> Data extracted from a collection
Content starts
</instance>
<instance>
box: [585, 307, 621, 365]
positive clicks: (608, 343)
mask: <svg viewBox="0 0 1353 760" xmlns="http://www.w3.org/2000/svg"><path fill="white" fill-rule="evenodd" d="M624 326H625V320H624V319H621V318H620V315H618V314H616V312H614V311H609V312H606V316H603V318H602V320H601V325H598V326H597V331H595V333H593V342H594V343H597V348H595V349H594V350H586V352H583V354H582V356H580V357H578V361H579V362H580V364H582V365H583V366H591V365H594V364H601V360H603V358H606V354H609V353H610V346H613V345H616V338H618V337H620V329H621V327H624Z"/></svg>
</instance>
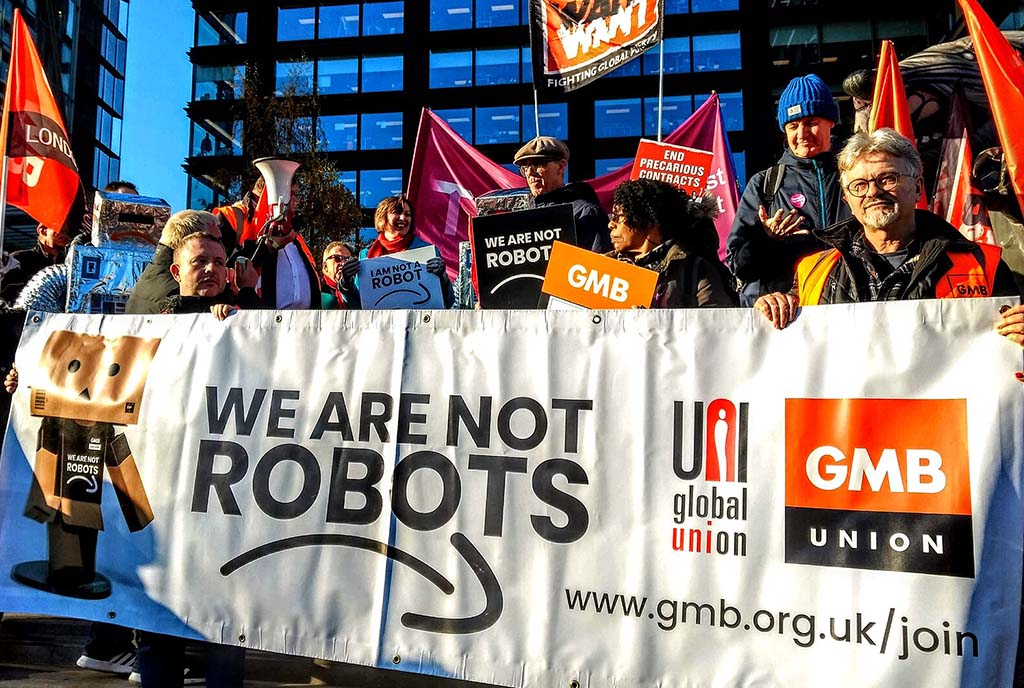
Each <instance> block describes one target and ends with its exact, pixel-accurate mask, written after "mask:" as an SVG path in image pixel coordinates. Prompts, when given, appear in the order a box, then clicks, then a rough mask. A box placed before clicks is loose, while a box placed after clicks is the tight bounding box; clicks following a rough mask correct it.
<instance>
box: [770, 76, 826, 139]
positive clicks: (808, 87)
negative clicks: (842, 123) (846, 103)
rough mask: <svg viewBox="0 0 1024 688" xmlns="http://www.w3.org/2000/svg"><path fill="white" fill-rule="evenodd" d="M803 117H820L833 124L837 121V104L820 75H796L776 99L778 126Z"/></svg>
mask: <svg viewBox="0 0 1024 688" xmlns="http://www.w3.org/2000/svg"><path fill="white" fill-rule="evenodd" d="M804 117H820V118H822V119H825V120H828V121H829V122H831V123H833V124H836V123H838V122H839V105H837V104H836V99H835V98H834V97H833V95H831V91H830V90H829V89H828V86H826V85H825V82H823V81H821V77H819V76H818V75H816V74H809V75H807V76H806V77H797V78H796V79H794V80H793V81H791V82H790V84H788V85H787V86H786V87H785V90H784V91H782V95H781V96H780V97H779V99H778V127H779V129H783V130H784V129H785V125H786V124H788V123H790V122H793V121H794V120H799V119H801V118H804Z"/></svg>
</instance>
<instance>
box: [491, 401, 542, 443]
mask: <svg viewBox="0 0 1024 688" xmlns="http://www.w3.org/2000/svg"><path fill="white" fill-rule="evenodd" d="M520 410H524V411H528V412H529V413H530V414H531V415H532V416H534V432H532V433H530V434H529V435H527V436H526V437H517V436H516V435H515V434H513V432H512V425H511V424H512V415H513V414H515V412H517V411H520ZM498 434H499V436H501V438H502V441H503V442H505V444H507V445H508V446H509V447H510V448H513V449H515V450H516V451H527V450H529V449H534V448H537V445H538V444H540V443H541V442H543V441H544V437H545V435H547V434H548V417H547V415H546V414H545V413H544V406H542V405H541V403H540V402H539V401H538V400H537V399H531V398H529V397H528V396H517V397H515V398H514V399H509V400H508V401H506V402H505V404H504V405H502V410H501V411H499V412H498Z"/></svg>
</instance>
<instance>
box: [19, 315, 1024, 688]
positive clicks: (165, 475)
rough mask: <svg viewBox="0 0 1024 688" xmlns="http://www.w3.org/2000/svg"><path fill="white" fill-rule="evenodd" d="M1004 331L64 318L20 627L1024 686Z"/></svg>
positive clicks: (754, 321) (517, 669)
mask: <svg viewBox="0 0 1024 688" xmlns="http://www.w3.org/2000/svg"><path fill="white" fill-rule="evenodd" d="M1002 301H1004V300H1000V299H964V300H946V301H916V302H904V303H892V304H855V305H847V306H822V307H814V308H805V309H803V310H802V311H801V312H800V314H799V316H798V317H797V320H796V321H795V322H794V324H793V325H792V326H791V327H788V328H787V329H785V330H783V331H781V332H776V331H774V330H773V329H772V328H771V327H770V326H769V325H768V324H767V321H765V320H764V318H762V316H761V315H760V314H758V313H757V312H755V311H753V310H750V309H746V310H742V309H701V310H699V311H697V310H675V311H669V310H649V311H648V310H617V311H558V312H555V311H512V310H509V311H499V310H488V311H459V312H457V311H401V310H396V311H330V312H313V311H306V312H301V311H294V312H273V311H266V312H256V311H251V312H242V313H239V314H237V315H233V316H231V317H229V318H227V319H226V320H224V321H222V322H221V321H217V320H215V319H214V318H213V316H212V315H210V314H202V315H195V316H185V315H182V316H137V317H136V316H113V317H112V316H85V315H70V314H52V315H51V314H45V315H44V314H36V313H33V314H30V316H29V322H28V324H27V326H26V331H25V336H24V338H23V342H22V347H20V349H19V351H18V356H17V365H18V370H19V373H20V383H22V387H19V388H18V390H17V392H16V393H15V394H14V397H13V408H12V420H11V423H10V426H9V428H8V430H7V435H6V438H5V442H4V448H3V455H2V457H0V605H2V609H3V610H6V611H18V612H31V613H44V614H56V615H65V616H67V615H70V616H77V617H81V618H88V619H94V620H104V621H105V620H109V619H111V618H114V619H115V622H117V623H121V625H124V626H126V627H130V628H139V629H143V630H146V631H156V632H160V633H168V634H174V635H179V636H184V637H188V638H207V639H210V640H213V641H215V642H219V643H225V644H232V645H240V644H241V645H244V646H246V647H251V648H257V649H262V650H269V651H274V652H286V653H292V654H300V655H306V656H315V657H326V658H328V659H332V660H336V661H345V662H352V663H358V664H365V665H370V666H378V668H388V669H392V670H399V671H406V672H416V673H421V674H431V675H437V676H442V677H452V678H458V679H465V680H471V681H476V682H481V683H487V684H496V685H500V686H516V687H526V686H528V687H531V688H532V687H538V688H548V687H550V686H568V685H573V683H574V682H578V685H581V686H614V687H627V686H629V687H632V686H655V685H657V686H663V687H665V688H682V687H684V686H686V687H692V686H768V685H770V686H836V687H839V688H862V687H863V686H904V685H914V686H929V687H930V688H947V687H953V686H977V687H978V688H981V687H988V686H1009V685H1011V684H1012V679H1011V677H1012V675H1013V668H1014V655H1015V650H1016V647H1017V635H1018V625H1019V622H1020V608H1021V607H1020V603H1021V585H1020V584H1021V543H1022V542H1024V532H1022V523H1021V520H1022V513H1024V509H1022V505H1021V493H1022V489H1021V487H1022V466H1021V436H1022V427H1021V418H1022V417H1024V414H1022V411H1024V410H1022V404H1024V395H1022V390H1021V385H1020V383H1018V382H1017V381H1016V380H1015V379H1014V375H1013V374H1014V372H1015V371H1017V370H1019V368H1020V361H1021V349H1020V347H1019V346H1018V345H1016V344H1014V343H1013V342H1010V341H1008V340H1006V339H1005V338H1002V337H999V336H998V335H996V334H995V333H994V332H992V329H991V322H992V319H993V318H994V317H995V313H996V312H997V310H998V307H999V306H1000V305H1002ZM96 582H99V583H103V582H105V585H92V584H95V583H96Z"/></svg>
Content ends
> About this exercise
Without the pictures, reproduce every record exactly as it appears above.

> Response to this exercise
</instance>
<instance>
box: [585, 307, 621, 365]
positive clicks: (608, 343)
mask: <svg viewBox="0 0 1353 760" xmlns="http://www.w3.org/2000/svg"><path fill="white" fill-rule="evenodd" d="M624 326H625V320H624V319H621V318H620V315H618V314H616V312H614V311H609V312H606V316H603V318H602V320H601V325H598V326H597V331H595V333H593V342H594V343H597V348H595V349H594V350H586V352H583V354H582V356H580V357H578V361H579V362H580V364H582V365H583V366H591V365H594V364H601V360H603V358H606V354H609V353H610V346H613V345H616V338H618V337H620V329H621V327H624Z"/></svg>
</instance>
Each <instance> block describes one target and ends with its exact, pixel-accurate mask, written after "mask:" as an SVG path in image pixel coordinates. Prompts, when given, appear in the order a box, then clicks, then a rough mask. A box placed before clicks is loose, while a box placed after clicks is the tight bounding box; clicks following a rough mask correct it.
<instance>
box: [770, 76, 826, 139]
positive clicks: (808, 87)
negative clicks: (842, 123) (846, 103)
rough mask: <svg viewBox="0 0 1024 688" xmlns="http://www.w3.org/2000/svg"><path fill="white" fill-rule="evenodd" d="M803 117H820L833 124L837 121V104L820 75H796L776 99L778 126Z"/></svg>
mask: <svg viewBox="0 0 1024 688" xmlns="http://www.w3.org/2000/svg"><path fill="white" fill-rule="evenodd" d="M804 117H820V118H822V119H825V120H828V121H829V122H831V123H833V124H836V123H838V122H839V105H837V104H836V99H835V98H834V97H833V95H831V91H830V90H829V89H828V86H826V85H825V82H823V81H821V77H819V76H818V75H816V74H809V75H807V76H806V77H797V78H796V79H794V80H793V81H791V82H790V84H788V85H787V86H786V87H785V90H784V91H782V95H781V96H780V97H779V99H778V127H779V129H783V130H784V129H785V125H786V124H788V123H790V122H793V121H794V120H799V119H801V118H804Z"/></svg>
</instance>
<instance>
box: [491, 401, 542, 443]
mask: <svg viewBox="0 0 1024 688" xmlns="http://www.w3.org/2000/svg"><path fill="white" fill-rule="evenodd" d="M520 410H524V411H528V412H529V413H530V414H531V415H532V416H534V432H532V433H530V434H529V435H527V436H526V437H517V436H516V435H515V434H513V432H512V425H511V424H512V415H513V414H515V412H517V411H520ZM498 434H499V436H501V438H502V441H503V442H505V444H507V445H508V446H509V447H510V448H513V449H515V450H516V451H527V450H529V449H534V448H537V445H538V444H540V443H541V442H543V441H544V437H545V435H547V434H548V417H547V415H546V414H545V413H544V406H542V405H541V403H540V402H539V401H538V400H537V399H531V398H529V397H528V396H517V397H515V398H514V399H509V400H508V401H506V402H505V404H504V405H502V410H501V411H499V412H498Z"/></svg>
</instance>
<instance>
box: [19, 315, 1024, 688]
positive clicks: (165, 475)
rough mask: <svg viewBox="0 0 1024 688" xmlns="http://www.w3.org/2000/svg"><path fill="white" fill-rule="evenodd" d="M1004 331L64 318L20 627L1024 686Z"/></svg>
positive clicks: (754, 321) (517, 669)
mask: <svg viewBox="0 0 1024 688" xmlns="http://www.w3.org/2000/svg"><path fill="white" fill-rule="evenodd" d="M1002 301H1004V300H1000V299H964V300H946V301H916V302H904V303H892V304H855V305H847V306H822V307H814V308H805V309H803V310H802V311H801V312H800V314H799V316H798V317H797V320H796V321H795V322H794V324H793V325H792V326H791V327H788V328H787V329H785V330H783V331H781V332H776V331H774V330H773V329H772V328H771V327H770V326H769V325H768V324H767V321H765V320H764V318H762V316H761V315H760V314H758V313H757V312H755V311H753V310H750V309H746V310H742V309H701V310H699V311H697V310H675V311H669V310H649V311H648V310H617V311H558V312H555V311H512V310H509V311H499V310H488V311H459V312H457V311H401V310H396V311H330V312H313V311H306V312H301V311H294V312H273V311H266V312H256V311H251V312H242V313H239V314H237V315H233V316H231V317H229V318H227V319H226V320H224V321H222V322H221V321H217V320H215V319H214V318H213V316H212V315H210V314H202V315H195V316H185V315H182V316H137V317H136V316H113V317H112V316H85V315H70V314H52V315H51V314H45V315H44V314H36V313H33V314H30V316H29V322H28V324H27V326H26V331H25V336H24V338H23V342H22V347H20V349H19V351H18V356H17V365H18V370H19V373H20V383H22V387H19V388H18V390H17V392H16V393H15V394H14V397H13V408H12V420H11V423H10V426H9V428H8V430H7V435H6V438H5V442H4V448H3V455H2V457H0V605H2V609H3V610H6V611H18V612H31V613H44V614H56V615H65V616H67V615H70V616H77V617H81V618H88V619H94V620H104V621H105V620H109V619H111V618H114V619H115V622H117V623H121V625H124V626H126V627H130V628H139V629H143V630H146V631H156V632H160V633H168V634H174V635H179V636H184V637H188V638H207V639H210V640H213V641H215V642H219V643H225V644H232V645H240V644H241V645H244V646H246V647H251V648H257V649H262V650H269V651H274V652H286V653H292V654H300V655H306V656H315V657H326V658H328V659H332V660H336V661H345V662H352V663H358V664H365V665H370V666H378V668H388V669H392V670H399V671H406V672H416V673H421V674H431V675H437V676H442V677H452V678H458V679H465V680H471V681H476V682H481V683H487V684H496V685H500V686H516V687H526V686H528V687H531V688H532V687H538V688H548V687H550V686H568V685H573V683H574V682H578V685H581V686H614V687H627V686H629V687H632V686H655V685H657V686H663V687H665V688H682V687H684V686H686V687H692V686H768V685H770V686H836V687H839V688H862V687H863V686H904V685H914V686H929V687H930V688H947V687H953V686H977V687H978V688H981V687H988V686H1009V685H1011V684H1012V679H1011V677H1012V675H1013V668H1014V655H1015V650H1016V647H1017V635H1018V625H1019V622H1020V608H1021V607H1020V603H1021V585H1020V584H1021V543H1022V542H1024V532H1022V523H1021V520H1022V513H1024V509H1022V505H1021V493H1022V489H1021V487H1022V466H1021V436H1022V427H1021V418H1022V417H1024V414H1022V411H1024V410H1022V404H1024V395H1022V390H1021V385H1020V383H1018V382H1017V381H1016V380H1015V379H1014V375H1013V374H1014V372H1015V371H1017V370H1019V368H1020V361H1021V349H1020V347H1019V346H1018V345H1016V344H1014V343H1013V342H1010V341H1008V340H1006V339H1005V338H1002V337H999V336H998V335H996V334H995V333H994V332H992V329H991V322H992V319H993V318H994V317H995V313H996V312H997V310H998V307H999V306H1000V305H1002ZM96 582H99V583H103V582H105V585H92V584H95V583H96Z"/></svg>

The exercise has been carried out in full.